*Job 1*: In the passage about the lost love, which drawer holds the Prince Charming Application?
*Job 2*: Resume the passage about the lost love, picking up right after its final sentence.

*Provided passage*:
<<<<

There is an equal divide between the letters that make up amazing moments that I wrote with butterflies in my stomach because of us and the letters that take up the dark space. The later half are letters you’ll never read, I twist them together to form sentences hoping to feel better with each press of a key. Somehow when the l and the o and the v ended with an e come together on this word document I feel much more capable of handling it.

It is easier to write about this word instead of hearing it over the sound of the radio when your eyes hit mine, every time I close my eyes at night. It is easier than it being soaked into me when you squeeze my hand three times, or feeling it on my cheek from your eyelashes showering me with butterfly kisses.

Our pictures are placed in a closed drawer so that I do not have to see that word shattered into a million pieces when I look at the glossy happiness that is now in the past. Although I have my weak moments, when I open the cabinet and our matching hedgehog mugs are still there, gazing at each other, filled with that word. When I have those weak moments where my chest hurts and it is hard to breath, I open that desk drawer, two down from the top, just to open your Prince Charming Application to me. To gaze at the black letters and white page that makes up my happiest memory. Although that word is not spoken to me from your lips anymore, I will never forget how it sounds, or even looks in a simple text message.

>>>>

*Record list*:
<<<<

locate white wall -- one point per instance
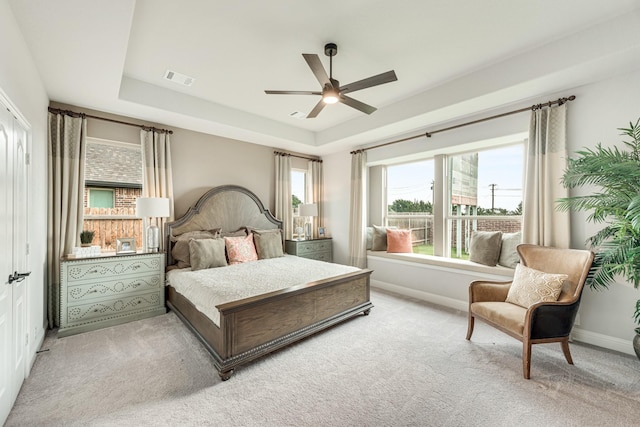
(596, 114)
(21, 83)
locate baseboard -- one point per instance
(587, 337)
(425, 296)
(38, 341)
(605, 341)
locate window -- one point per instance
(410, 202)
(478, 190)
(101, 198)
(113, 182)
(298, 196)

>>>>
<<<<

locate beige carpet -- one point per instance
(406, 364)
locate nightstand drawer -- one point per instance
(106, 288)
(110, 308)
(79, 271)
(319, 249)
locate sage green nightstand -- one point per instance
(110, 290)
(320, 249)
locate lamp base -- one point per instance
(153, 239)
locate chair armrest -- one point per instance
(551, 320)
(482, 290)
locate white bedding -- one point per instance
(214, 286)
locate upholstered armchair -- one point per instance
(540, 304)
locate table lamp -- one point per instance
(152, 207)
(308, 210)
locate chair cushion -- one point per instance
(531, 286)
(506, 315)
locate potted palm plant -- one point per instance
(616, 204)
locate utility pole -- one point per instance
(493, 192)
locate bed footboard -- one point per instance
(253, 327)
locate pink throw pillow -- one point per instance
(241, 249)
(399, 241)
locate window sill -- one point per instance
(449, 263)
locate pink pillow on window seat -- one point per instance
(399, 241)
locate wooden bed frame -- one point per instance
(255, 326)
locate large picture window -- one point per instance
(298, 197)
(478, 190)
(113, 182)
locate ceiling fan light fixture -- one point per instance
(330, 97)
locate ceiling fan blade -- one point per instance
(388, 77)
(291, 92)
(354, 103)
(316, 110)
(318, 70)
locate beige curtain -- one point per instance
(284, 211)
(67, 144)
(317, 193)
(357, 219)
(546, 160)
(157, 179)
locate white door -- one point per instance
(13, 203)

>>>>
<<<<

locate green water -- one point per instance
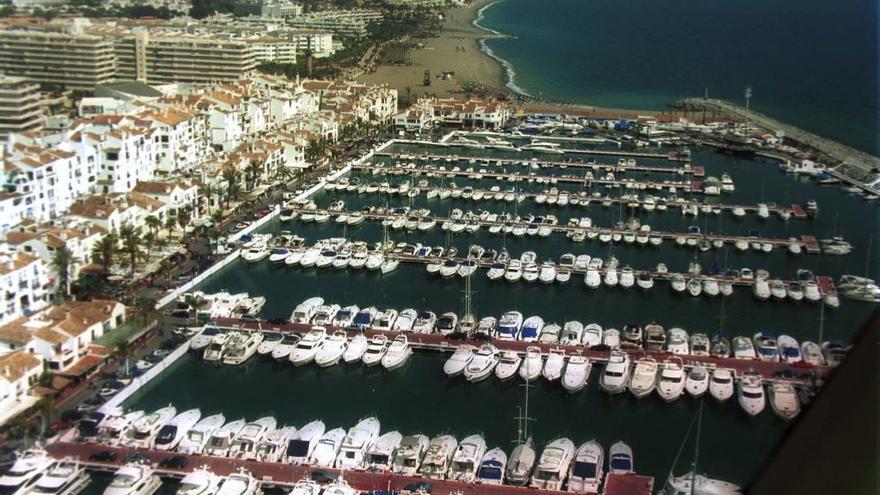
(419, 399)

>>>>

*Reply 1*: The desk drawer two down from the top.

*Reply 2*:
I do not need to pick flower from the ground like I did during tee-ball practice in the outfield. It is no longer necessary to pluck the petals one by one wondering; does he love me or love me not? I know that word has poured between us, flowing like hot lava, burning and not knowing if it is a beautiful or bad thing. For now it is just simple black letters flowing from my thought process, typing out the L – O – V – E.